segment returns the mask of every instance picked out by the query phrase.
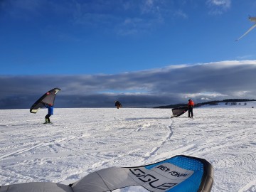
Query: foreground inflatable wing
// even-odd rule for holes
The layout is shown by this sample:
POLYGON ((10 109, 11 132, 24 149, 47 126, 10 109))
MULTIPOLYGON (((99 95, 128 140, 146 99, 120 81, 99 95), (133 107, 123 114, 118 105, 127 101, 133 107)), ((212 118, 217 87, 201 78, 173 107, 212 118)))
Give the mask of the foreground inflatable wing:
POLYGON ((40 108, 44 107, 45 104, 53 106, 56 94, 60 90, 60 89, 59 88, 54 88, 45 93, 34 104, 33 104, 30 109, 30 112, 36 113, 40 108))
POLYGON ((181 106, 176 108, 174 108, 171 110, 173 112, 173 115, 171 117, 172 118, 172 117, 176 117, 181 116, 181 114, 186 112, 187 110, 188 110, 188 106, 181 106))
POLYGON ((102 169, 75 183, 72 188, 75 192, 99 192, 140 186, 149 191, 207 192, 210 191, 213 182, 213 167, 206 160, 176 156, 147 166, 102 169))
POLYGON ((203 159, 176 156, 153 164, 111 167, 93 172, 67 186, 54 183, 27 183, 0 188, 0 192, 105 192, 127 187, 146 191, 210 192, 213 169, 203 159))
POLYGON ((247 31, 245 32, 245 34, 243 34, 242 36, 240 36, 239 38, 238 38, 237 40, 235 41, 239 41, 240 38, 243 38, 244 36, 245 36, 250 31, 251 31, 255 27, 256 27, 256 24, 253 25, 252 26, 251 26, 251 28, 250 28, 248 29, 247 31))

• [Work required] Copy every item above word for word, leaving out the pictures.

• [Answer to this task]
segment returns the mask of every instance picked out by the query phrase.
Query: foreground inflatable wing
// even-odd rule for holes
The layout is shown by this sample:
POLYGON ((10 109, 11 132, 24 149, 47 126, 10 109))
MULTIPOLYGON (((99 95, 128 140, 146 99, 120 81, 99 95), (133 107, 123 114, 118 105, 127 101, 133 107)), ((212 118, 217 87, 201 78, 173 107, 212 118)))
Give the mask of the foreground inflatable wing:
POLYGON ((40 108, 44 107, 45 104, 53 106, 56 94, 60 90, 60 89, 59 88, 54 88, 45 93, 34 104, 33 104, 30 109, 30 112, 36 113, 40 108))
POLYGON ((181 106, 176 108, 174 108, 171 110, 173 112, 173 115, 171 117, 172 118, 172 117, 176 117, 181 116, 181 114, 186 112, 187 110, 188 110, 188 106, 181 106))
POLYGON ((102 169, 75 183, 72 188, 75 192, 99 192, 140 186, 149 191, 207 192, 210 191, 213 182, 213 167, 206 160, 176 156, 147 166, 102 169))
POLYGON ((203 159, 176 156, 153 164, 111 167, 93 172, 67 186, 54 183, 27 183, 0 188, 0 192, 105 192, 127 187, 146 191, 210 192, 213 169, 203 159))
POLYGON ((247 31, 245 32, 245 34, 243 34, 242 36, 240 36, 239 38, 238 38, 237 40, 235 41, 239 41, 240 38, 243 38, 244 36, 245 36, 250 31, 251 31, 255 27, 256 27, 256 24, 253 25, 252 26, 251 26, 251 28, 250 28, 248 29, 247 31))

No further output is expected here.